> _Yapılacak işler_:
(a) Yunanistan seçimleriyle ilgili metinde "Mitsotakis, 10 yıl" sözlerinin geçtiği yerden başlayın, "ettiği unutulmamış olmalı." sözlerinden sonra durun ve aradaki bölümü aynen tekrar yazın.
(b) Yunanistan seçimleriyle ilgili metnin son cümlesinden sonra gelecek bölümü yazarak metni sürdürün.

> _Kaynaktan alıntı_:
=======
Mitsotakis, 10 yıl sonra nihayet Yunanistan’da tek başına iktidarı sağlayabileceği yüzde 39.8 oranında oy ve parlamentoda da 158 sandalye kazandı. Çipras’ın ise üstü çizilmedi; aldığı yüzde 31.5 oyla ikinci parti oldu. Sonuçta Çipras’ın ülkeyi iflasın eşiğinden döndürdüğü, her gün binlerce kişinin katıldığı protestoları sonlandırdığı ve toplumsal gerilimi giderdiği, işsizliği büyük ölçüde indirdiği, daha önce kaldırılan yasal korumaları işçilere iade ettiği unutulmamış olmalı.
=======
> _Verilen kayıtlar_:
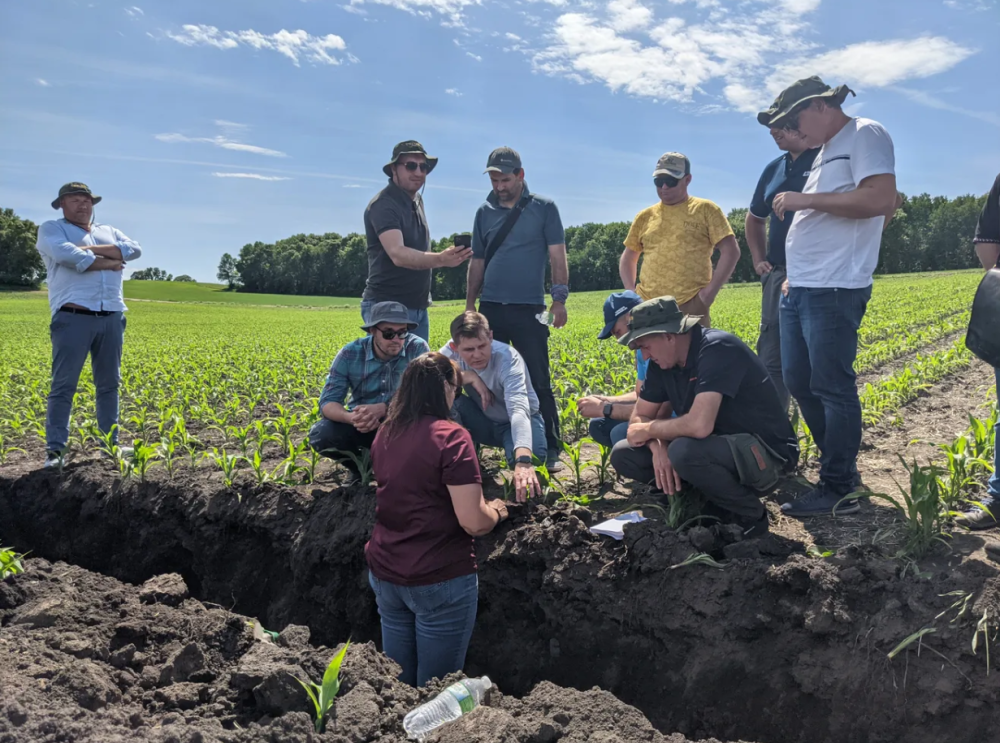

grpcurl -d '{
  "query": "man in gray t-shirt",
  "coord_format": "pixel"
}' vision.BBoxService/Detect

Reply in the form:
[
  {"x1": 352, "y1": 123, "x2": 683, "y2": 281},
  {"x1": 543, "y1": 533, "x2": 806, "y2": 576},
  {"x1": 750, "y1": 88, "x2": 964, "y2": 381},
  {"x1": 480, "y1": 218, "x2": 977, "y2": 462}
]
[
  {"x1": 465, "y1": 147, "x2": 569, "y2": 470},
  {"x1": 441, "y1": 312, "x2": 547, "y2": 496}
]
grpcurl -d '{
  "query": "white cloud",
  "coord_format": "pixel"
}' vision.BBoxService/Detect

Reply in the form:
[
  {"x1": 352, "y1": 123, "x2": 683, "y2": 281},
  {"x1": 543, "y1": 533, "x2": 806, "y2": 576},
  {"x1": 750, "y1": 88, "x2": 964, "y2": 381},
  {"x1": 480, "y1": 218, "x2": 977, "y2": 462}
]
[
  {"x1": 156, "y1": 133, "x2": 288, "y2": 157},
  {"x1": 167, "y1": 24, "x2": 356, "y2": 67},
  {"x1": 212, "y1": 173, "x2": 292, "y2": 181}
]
=======
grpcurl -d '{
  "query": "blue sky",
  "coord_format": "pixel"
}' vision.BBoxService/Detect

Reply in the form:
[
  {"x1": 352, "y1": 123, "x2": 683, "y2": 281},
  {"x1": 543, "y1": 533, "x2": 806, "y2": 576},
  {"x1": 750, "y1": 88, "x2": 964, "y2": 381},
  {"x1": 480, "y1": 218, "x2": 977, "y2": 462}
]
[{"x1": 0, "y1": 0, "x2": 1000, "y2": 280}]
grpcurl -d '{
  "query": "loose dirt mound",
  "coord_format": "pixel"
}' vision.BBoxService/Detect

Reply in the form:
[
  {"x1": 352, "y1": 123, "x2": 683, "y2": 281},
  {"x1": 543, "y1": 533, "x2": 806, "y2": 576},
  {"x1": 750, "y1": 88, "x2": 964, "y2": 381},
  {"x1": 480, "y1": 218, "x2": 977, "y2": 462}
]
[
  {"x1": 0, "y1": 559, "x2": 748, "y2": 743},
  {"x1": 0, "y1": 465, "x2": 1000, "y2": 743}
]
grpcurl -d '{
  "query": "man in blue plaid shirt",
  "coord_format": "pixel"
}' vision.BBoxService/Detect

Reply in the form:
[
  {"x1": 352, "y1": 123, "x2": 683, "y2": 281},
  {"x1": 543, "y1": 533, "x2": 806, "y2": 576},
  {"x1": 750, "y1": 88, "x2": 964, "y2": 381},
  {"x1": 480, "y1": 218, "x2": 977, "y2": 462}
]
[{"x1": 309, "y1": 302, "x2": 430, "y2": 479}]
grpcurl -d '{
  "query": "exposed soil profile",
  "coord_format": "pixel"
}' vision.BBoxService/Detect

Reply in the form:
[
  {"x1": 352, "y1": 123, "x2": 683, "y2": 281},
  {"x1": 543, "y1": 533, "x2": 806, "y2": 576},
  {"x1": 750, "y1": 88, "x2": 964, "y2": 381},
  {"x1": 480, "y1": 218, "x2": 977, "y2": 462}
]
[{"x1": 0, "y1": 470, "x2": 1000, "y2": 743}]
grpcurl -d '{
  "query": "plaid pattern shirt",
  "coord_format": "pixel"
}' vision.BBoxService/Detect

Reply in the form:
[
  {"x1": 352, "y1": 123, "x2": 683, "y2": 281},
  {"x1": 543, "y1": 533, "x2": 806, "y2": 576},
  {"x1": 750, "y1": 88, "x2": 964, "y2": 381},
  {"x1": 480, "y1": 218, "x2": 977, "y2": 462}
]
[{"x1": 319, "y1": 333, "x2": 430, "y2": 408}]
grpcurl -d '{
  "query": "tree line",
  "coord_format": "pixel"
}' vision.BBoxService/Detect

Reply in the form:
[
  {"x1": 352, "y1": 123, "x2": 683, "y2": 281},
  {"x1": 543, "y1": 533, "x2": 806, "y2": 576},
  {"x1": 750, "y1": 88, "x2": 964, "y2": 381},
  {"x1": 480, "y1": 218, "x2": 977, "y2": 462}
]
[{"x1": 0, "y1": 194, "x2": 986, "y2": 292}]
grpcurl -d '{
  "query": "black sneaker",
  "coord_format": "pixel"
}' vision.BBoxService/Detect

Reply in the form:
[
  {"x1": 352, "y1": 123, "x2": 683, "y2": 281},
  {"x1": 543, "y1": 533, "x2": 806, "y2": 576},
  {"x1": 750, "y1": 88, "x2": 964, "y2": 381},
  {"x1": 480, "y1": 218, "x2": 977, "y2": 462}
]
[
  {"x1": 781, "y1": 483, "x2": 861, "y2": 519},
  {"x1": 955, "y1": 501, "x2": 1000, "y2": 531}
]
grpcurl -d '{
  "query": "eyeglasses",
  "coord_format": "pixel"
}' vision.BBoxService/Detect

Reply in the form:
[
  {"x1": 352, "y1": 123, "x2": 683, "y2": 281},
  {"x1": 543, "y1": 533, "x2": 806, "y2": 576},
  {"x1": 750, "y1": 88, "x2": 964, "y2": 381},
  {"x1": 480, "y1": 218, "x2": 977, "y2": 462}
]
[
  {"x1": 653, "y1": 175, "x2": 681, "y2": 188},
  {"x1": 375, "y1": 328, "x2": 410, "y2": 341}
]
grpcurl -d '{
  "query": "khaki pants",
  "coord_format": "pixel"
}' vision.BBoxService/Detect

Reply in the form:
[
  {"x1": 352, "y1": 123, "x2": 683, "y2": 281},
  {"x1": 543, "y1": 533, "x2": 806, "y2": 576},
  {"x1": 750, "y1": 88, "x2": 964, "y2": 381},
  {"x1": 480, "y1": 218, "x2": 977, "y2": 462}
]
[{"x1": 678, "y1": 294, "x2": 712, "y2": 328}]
=======
> _Görev bazında sonuçlar_:
(a)
Mitsotakis, 10 yıl sonra nihayet Yunanistan’da tek başına iktidarı sağlayabileceği yüzde 39.8 oranında oy ve parlamentoda da 158 sandalye kazandı. Çipras’ın ise üstü çizilmedi; aldığı yüzde 31.5 oyla ikinci parti oldu. Sonuçta Çipras’ın ülkeyi iflasın eşiğinden döndürdüğü, her gün binlerce kişinin katıldığı protestoları sonlandırdığı ve toplumsal gerilimi giderdiği, işsizliği büyük ölçüde indirdiği, daha önce kaldırılan yasal korumaları işçilere iade ettiği unutulmamış olmalı.

(b)
Yeni Demokrasi Partisi’nin halkın gözündeki cezasını bitiren ise açık ki Çipras’ın Kuzey Makedonya isminin kabul edilmesi konusundaki ayak oyunlarıydı. İsim anlaşması nedeniyle güvenoyu sorunu yaşadığında, güvenoyu alamasa bile bunun anayasal sorun doğurmayacağını Avrupa’da bu durumda 12 hükümet olduğunu, “söz verdiği kritik girişimleri gerçekleştirene dek” görevini sürdüreceğini ve ondan sonra erken seçime gideceğini açıklaması da hakkındaki hüküm için belirleyici oldu. Makedonya İsim Anlaşmasının bir Soros hamlesi olduğunun ortaya çıkması, bu suçlama nedeniyle Dışişleri Bakanı’nın istifa etmesi ama ne hükümetin ne o dönem muhalefetteki Mitsotakis’in bir Soros oyununa alet olma meselesinin soruşturulması, tartışılması gibi bir talebinin olmaması o dönemin en ilginç ve hayret verici gelişmesiydi. (Gerçi 751 sandalyeli Avrupa Parlamentosu’nun 226 vekilinin tamamen Soros’un kontrolünde olduğu afişe olduğunda da Avrupa genelinde aynı sessizlik, görmedim duymadım hali hâkimdi.) Ama Mitsotakis, bu isim anlaşmasını tanımadığını, iktidara geldiğinde Makedonya’nın AB üyeliğini yine de veto edeceğini söylemişti. Seçim öncesinde de özellikle dil ve kimlik maddelerini değiştireceğini söyleyerek puan toplamıştı. Asıl mesele zaten bu konunun Yunan halkı için kimlik sorunu olmasıydı.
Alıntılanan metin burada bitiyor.